### Aufgabe
Ändere die folgenden Zeilen so, dass in allen Datensätzen „An example of the format“ durch „A sample of the format“ ersetzt ist. Alles andere bleibt unverändert.
═══
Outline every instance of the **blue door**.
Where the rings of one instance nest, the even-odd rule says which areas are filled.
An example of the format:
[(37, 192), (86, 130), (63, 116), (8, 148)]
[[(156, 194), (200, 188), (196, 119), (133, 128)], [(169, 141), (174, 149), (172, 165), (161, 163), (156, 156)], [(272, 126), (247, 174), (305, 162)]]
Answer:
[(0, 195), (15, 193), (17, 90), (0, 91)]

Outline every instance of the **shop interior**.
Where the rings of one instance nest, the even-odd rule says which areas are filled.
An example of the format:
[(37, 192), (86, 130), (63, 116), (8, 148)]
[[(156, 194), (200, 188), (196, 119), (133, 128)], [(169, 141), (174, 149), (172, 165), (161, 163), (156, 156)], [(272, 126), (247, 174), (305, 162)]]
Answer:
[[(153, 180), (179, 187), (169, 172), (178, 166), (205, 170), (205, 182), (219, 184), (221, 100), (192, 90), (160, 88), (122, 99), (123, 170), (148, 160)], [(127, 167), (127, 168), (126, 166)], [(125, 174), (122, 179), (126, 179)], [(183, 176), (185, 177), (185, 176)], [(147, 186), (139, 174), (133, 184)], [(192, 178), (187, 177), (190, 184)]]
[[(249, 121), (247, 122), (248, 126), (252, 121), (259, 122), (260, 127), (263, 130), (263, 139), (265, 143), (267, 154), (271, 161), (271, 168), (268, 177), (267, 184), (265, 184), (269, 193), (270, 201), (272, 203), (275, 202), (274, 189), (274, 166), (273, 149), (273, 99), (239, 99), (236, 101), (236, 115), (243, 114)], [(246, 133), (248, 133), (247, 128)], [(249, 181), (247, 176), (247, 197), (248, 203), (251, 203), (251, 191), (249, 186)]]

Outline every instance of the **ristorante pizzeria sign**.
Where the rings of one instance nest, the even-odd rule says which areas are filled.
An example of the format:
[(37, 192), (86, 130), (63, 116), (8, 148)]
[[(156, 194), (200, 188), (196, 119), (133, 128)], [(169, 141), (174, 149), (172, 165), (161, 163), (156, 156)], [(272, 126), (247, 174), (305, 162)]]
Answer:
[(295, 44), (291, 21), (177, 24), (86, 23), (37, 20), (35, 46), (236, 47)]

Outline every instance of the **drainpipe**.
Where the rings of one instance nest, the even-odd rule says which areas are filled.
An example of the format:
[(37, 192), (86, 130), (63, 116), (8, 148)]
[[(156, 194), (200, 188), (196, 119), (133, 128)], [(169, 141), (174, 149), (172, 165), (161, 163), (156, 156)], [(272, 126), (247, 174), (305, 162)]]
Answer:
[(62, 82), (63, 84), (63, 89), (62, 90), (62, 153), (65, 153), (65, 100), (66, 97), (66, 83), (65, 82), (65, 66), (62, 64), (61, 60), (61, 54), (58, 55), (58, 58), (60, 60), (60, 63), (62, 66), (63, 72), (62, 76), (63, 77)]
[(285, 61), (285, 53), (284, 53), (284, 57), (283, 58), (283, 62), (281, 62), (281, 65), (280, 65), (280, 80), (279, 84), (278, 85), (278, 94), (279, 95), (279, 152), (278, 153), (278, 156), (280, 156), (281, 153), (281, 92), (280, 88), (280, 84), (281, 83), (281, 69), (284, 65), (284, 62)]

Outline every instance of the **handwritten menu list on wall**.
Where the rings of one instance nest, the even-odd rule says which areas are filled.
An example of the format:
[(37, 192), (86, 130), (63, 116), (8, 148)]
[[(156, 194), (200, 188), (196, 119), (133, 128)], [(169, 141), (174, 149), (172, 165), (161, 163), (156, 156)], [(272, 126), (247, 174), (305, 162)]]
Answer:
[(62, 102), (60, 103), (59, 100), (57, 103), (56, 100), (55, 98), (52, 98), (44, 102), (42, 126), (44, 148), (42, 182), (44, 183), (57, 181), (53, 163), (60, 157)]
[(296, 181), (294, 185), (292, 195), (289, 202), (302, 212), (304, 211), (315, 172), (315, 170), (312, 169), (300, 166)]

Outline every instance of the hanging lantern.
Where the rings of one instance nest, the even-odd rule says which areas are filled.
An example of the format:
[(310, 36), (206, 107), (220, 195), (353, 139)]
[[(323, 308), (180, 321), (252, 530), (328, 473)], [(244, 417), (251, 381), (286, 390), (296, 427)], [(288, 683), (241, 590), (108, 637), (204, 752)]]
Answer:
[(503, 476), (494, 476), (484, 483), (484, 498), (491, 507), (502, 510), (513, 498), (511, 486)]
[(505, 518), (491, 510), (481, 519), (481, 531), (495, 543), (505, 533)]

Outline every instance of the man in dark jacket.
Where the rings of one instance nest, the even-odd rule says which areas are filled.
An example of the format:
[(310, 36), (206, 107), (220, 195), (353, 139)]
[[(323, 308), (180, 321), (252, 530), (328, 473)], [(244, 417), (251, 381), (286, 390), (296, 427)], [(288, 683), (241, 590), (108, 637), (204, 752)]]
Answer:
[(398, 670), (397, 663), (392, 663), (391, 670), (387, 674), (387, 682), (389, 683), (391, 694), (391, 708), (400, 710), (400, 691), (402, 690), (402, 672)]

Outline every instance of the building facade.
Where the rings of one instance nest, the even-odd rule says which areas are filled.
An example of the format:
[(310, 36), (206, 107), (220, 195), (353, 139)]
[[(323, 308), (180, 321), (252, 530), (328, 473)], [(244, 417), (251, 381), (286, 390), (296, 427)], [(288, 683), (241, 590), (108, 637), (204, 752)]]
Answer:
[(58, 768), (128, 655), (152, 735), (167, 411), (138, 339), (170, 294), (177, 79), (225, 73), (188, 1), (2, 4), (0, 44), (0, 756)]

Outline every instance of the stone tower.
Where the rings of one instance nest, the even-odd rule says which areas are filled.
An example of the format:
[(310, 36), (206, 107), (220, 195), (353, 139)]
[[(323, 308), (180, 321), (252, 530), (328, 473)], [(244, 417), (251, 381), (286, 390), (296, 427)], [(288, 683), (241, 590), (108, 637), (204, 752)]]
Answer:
═══
### Lösung
Outline every instance of the **blue door**.
Where the rings of one instance nest, the even-odd rule says which areas are filled.
A sample of the format:
[(37, 192), (86, 130), (63, 116), (8, 148)]
[[(156, 194), (200, 188), (196, 119), (133, 128)], [(169, 141), (174, 149), (172, 165), (161, 163), (156, 156)], [(272, 126), (247, 174), (305, 162)]]
Answer:
[(0, 195), (15, 193), (17, 90), (0, 91)]

Outline every instance of the **shop interior**.
Where the rings of one instance nest, the even-odd rule says which areas are filled.
A sample of the format:
[(37, 192), (86, 130), (63, 116), (8, 148)]
[[(156, 194), (200, 188), (196, 119), (133, 128)], [(169, 141), (174, 149), (172, 165), (161, 163), (156, 156)], [(272, 126), (247, 174), (305, 162)]]
Answer:
[[(153, 180), (179, 187), (169, 172), (178, 166), (205, 170), (205, 182), (219, 184), (221, 100), (192, 90), (160, 88), (122, 99), (123, 170), (148, 160)], [(127, 167), (127, 168), (126, 166)], [(125, 174), (122, 179), (126, 179)], [(183, 176), (185, 177), (185, 176)], [(147, 186), (139, 174), (133, 184)], [(192, 178), (187, 177), (190, 184)]]
[[(249, 121), (247, 122), (248, 126), (252, 121), (259, 122), (260, 127), (263, 130), (263, 139), (265, 143), (267, 154), (271, 161), (271, 168), (268, 177), (267, 184), (265, 184), (269, 193), (270, 201), (272, 203), (275, 202), (274, 189), (274, 166), (273, 149), (273, 99), (239, 99), (236, 101), (236, 115), (243, 114)], [(246, 133), (248, 133), (247, 128)], [(249, 181), (247, 176), (247, 197), (248, 203), (251, 203), (251, 191), (249, 186)]]

Outline every instance of the **ristorante pizzeria sign**.
Where the rings of one instance nest, the even-odd rule says which areas are filled.
A sample of the format:
[(37, 192), (86, 130), (63, 116), (8, 148)]
[[(156, 194), (200, 188), (196, 119), (133, 128)], [(169, 141), (174, 149), (172, 165), (161, 163), (156, 156)], [(272, 126), (247, 174), (305, 162)]]
Answer:
[(295, 44), (291, 21), (177, 24), (86, 23), (37, 20), (35, 46), (236, 47)]

Outline every instance of the **drainpipe**.
Where the rings of one instance nest, the even-odd rule says which areas are filled.
A sample of the format:
[(37, 192), (86, 130), (63, 116), (8, 148)]
[[(156, 194), (200, 188), (196, 119), (133, 128)], [(169, 141), (174, 149), (172, 165), (161, 163), (156, 156)], [(272, 126), (247, 174), (305, 162)]]
Answer:
[(62, 82), (63, 84), (63, 89), (62, 90), (62, 153), (65, 153), (65, 100), (66, 97), (66, 83), (65, 82), (65, 66), (62, 64), (61, 60), (61, 54), (58, 55), (58, 58), (60, 60), (60, 63), (62, 66), (63, 72), (62, 76), (63, 77)]
[(285, 61), (285, 53), (284, 53), (284, 57), (283, 58), (283, 62), (281, 62), (281, 65), (280, 65), (280, 80), (279, 84), (278, 85), (278, 94), (279, 95), (279, 152), (278, 153), (278, 156), (280, 156), (281, 153), (281, 92), (280, 88), (280, 84), (281, 83), (281, 69), (284, 65), (284, 62)]

Outline every instance of the **handwritten menu list on wall**.
Where the rings of one instance nest, the even-odd rule says which areas are filled.
A sample of the format:
[(37, 192), (86, 130), (63, 116), (8, 148)]
[[(156, 194), (200, 188), (196, 119), (133, 128)], [(169, 141), (174, 149), (172, 165), (161, 163), (156, 156)], [(272, 126), (247, 174), (305, 162)]]
Answer:
[(62, 102), (60, 103), (59, 100), (57, 103), (56, 100), (55, 98), (52, 98), (44, 102), (42, 126), (44, 148), (42, 182), (44, 183), (57, 181), (53, 163), (60, 157)]
[(296, 181), (294, 185), (292, 195), (289, 202), (302, 212), (304, 211), (315, 172), (315, 170), (312, 169), (300, 166)]

Outline every instance of the hanging lantern.
Where the rings of one instance nest, the even-odd rule says which areas are filled.
A sample of the format:
[(310, 36), (206, 107), (220, 195), (353, 139)]
[[(323, 308), (180, 321), (252, 530), (328, 473)], [(244, 417), (251, 381), (286, 390), (296, 427)], [(288, 683), (241, 590), (108, 637), (204, 752)]]
Answer:
[(503, 476), (494, 476), (484, 483), (484, 498), (491, 507), (502, 510), (513, 498), (511, 486)]
[(505, 518), (491, 510), (481, 519), (481, 531), (495, 543), (505, 533)]

Outline every instance of the man in dark jacket.
Where the rings of one instance nest, the even-odd rule says which areas are filled.
A sample of the format:
[(310, 36), (206, 107), (220, 195), (353, 139)]
[[(323, 308), (180, 321), (252, 530), (328, 473)], [(244, 417), (251, 381), (286, 390), (296, 427)], [(288, 683), (241, 590), (108, 637), (204, 752)]]
Answer:
[(398, 670), (397, 663), (392, 663), (391, 670), (387, 674), (387, 682), (389, 683), (391, 694), (391, 708), (400, 710), (400, 691), (402, 690), (402, 672)]

Outline every instance of the building facade.
Where the rings of one instance nest, the even-odd rule says which areas are filled.
A sample of the format:
[(310, 36), (206, 107), (220, 195), (353, 139)]
[[(323, 308), (180, 321), (252, 530), (328, 473)], [(244, 417), (251, 381), (286, 390), (296, 427)], [(288, 683), (241, 590), (108, 637), (204, 752)]]
Answer:
[(58, 768), (128, 655), (152, 735), (167, 411), (138, 339), (170, 294), (177, 79), (225, 73), (188, 1), (2, 4), (0, 44), (0, 756)]

Outline every instance of the stone tower.
Where the rings of one instance nest, the even-odd rule says which areas are filled.
A sample of the format:
[(310, 36), (206, 107), (220, 195), (353, 139)]
[[(323, 308), (180, 321), (252, 530), (328, 473)], [(244, 417), (251, 381), (286, 390), (296, 427)], [(288, 683), (241, 590), (108, 637), (204, 752)]]
Answer:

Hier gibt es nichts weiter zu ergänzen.